(What you need to do) From the listing below, pick out each line with the word "dark".
┌────────
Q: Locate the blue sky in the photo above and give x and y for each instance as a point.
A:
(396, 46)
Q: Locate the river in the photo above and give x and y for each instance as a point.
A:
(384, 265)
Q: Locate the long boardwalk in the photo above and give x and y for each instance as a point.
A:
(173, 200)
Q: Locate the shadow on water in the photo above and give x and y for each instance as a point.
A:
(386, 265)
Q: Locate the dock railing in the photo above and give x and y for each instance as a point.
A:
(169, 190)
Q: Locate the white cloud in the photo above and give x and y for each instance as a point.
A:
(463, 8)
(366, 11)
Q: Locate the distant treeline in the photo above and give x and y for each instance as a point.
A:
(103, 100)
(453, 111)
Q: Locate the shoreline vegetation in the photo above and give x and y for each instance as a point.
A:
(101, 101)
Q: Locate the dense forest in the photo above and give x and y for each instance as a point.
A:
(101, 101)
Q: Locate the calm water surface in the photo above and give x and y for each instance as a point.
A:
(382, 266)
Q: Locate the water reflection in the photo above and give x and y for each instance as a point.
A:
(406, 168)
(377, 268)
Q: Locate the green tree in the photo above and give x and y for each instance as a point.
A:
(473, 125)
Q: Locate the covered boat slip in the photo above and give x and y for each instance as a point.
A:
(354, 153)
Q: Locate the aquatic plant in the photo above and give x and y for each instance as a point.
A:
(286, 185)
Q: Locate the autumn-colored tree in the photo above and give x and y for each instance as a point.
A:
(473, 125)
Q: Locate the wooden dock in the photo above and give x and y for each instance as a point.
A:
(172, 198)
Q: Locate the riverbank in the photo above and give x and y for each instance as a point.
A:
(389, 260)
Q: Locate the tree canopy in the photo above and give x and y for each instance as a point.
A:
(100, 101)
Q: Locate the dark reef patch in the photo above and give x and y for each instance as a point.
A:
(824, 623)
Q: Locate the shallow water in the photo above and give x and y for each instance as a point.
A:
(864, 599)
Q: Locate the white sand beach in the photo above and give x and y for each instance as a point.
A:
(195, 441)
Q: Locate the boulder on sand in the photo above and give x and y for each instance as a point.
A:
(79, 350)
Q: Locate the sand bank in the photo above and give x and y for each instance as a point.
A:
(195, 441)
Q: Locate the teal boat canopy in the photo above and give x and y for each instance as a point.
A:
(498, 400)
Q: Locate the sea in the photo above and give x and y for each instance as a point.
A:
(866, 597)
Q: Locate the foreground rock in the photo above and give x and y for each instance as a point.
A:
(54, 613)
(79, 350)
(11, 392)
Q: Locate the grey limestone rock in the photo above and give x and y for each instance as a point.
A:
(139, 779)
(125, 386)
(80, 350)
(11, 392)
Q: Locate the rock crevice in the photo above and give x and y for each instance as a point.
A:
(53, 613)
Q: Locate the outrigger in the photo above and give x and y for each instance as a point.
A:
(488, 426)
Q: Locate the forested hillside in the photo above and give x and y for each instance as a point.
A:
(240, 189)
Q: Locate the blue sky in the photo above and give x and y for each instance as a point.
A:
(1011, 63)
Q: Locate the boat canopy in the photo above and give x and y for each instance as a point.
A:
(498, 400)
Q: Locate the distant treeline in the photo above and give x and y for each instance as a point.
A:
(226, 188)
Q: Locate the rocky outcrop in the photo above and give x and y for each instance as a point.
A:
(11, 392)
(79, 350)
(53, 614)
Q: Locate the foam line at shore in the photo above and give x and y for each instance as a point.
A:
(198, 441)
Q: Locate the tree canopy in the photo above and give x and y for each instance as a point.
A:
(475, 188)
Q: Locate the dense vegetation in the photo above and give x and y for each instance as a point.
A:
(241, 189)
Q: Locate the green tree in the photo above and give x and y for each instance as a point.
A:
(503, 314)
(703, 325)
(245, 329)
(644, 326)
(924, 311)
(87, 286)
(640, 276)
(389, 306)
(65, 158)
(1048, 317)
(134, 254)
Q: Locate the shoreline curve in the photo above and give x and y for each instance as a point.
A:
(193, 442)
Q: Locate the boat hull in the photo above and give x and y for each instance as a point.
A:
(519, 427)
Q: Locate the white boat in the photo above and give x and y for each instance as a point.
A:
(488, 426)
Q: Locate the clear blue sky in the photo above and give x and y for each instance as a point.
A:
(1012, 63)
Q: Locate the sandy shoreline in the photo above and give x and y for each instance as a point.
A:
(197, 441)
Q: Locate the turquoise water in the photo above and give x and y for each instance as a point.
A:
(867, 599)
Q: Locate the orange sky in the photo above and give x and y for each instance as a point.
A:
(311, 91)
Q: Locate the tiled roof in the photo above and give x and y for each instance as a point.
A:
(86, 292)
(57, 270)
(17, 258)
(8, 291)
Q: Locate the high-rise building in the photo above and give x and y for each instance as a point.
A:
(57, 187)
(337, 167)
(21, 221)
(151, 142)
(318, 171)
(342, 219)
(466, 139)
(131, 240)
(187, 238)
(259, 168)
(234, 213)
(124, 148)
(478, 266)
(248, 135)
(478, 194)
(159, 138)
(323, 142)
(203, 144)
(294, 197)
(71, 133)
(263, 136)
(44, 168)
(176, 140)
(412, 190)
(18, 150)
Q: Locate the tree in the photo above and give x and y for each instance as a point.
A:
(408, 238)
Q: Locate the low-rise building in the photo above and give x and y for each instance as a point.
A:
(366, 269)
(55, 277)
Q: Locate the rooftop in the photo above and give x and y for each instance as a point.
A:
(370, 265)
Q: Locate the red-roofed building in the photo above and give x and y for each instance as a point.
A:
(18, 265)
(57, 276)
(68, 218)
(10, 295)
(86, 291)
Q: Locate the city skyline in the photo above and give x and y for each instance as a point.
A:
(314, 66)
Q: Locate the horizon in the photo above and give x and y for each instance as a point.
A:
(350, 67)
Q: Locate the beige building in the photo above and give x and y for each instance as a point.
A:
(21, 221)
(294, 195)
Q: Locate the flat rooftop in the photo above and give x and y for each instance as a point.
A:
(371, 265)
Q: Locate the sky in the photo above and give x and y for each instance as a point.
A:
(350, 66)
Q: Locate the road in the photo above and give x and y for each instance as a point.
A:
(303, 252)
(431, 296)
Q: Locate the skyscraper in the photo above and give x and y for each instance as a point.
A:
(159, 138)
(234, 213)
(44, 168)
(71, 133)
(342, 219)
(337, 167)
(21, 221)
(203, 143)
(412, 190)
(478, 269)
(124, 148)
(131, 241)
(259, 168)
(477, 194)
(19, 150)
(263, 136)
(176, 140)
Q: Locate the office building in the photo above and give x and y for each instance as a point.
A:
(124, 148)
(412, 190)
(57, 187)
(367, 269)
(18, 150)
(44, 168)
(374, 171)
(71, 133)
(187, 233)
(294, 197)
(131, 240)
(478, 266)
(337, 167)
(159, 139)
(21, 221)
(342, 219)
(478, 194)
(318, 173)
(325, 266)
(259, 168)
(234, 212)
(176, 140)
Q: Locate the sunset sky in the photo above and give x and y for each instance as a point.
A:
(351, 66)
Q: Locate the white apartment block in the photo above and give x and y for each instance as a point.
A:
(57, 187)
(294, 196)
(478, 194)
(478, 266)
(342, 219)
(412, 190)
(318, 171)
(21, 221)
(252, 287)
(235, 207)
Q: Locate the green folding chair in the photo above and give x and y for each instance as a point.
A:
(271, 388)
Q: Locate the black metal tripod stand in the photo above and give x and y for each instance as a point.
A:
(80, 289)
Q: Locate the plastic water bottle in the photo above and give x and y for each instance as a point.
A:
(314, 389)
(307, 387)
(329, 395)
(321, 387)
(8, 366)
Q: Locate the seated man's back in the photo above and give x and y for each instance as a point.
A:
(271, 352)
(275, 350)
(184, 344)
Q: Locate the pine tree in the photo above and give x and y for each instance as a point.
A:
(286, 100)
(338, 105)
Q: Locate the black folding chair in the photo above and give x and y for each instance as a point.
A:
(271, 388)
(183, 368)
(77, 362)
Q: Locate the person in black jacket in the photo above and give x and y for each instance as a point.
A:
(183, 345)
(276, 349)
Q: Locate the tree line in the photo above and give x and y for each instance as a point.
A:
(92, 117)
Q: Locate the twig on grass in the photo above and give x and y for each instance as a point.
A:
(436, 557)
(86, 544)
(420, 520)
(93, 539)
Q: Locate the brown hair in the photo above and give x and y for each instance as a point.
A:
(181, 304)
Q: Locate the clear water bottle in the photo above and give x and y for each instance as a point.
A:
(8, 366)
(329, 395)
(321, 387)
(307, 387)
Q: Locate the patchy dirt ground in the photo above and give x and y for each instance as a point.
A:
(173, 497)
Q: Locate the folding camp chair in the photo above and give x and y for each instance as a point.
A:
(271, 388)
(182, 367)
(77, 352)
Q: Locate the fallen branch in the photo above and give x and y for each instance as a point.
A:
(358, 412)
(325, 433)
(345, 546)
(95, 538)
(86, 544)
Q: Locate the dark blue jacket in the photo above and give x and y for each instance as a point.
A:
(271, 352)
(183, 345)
└────────
(Response box)
Q: Locate the dark reef patch in the photo above and give x and y for each instance as a point.
Q: Locate the dark blue jacket in the photo above and give x and y for each instance as a point.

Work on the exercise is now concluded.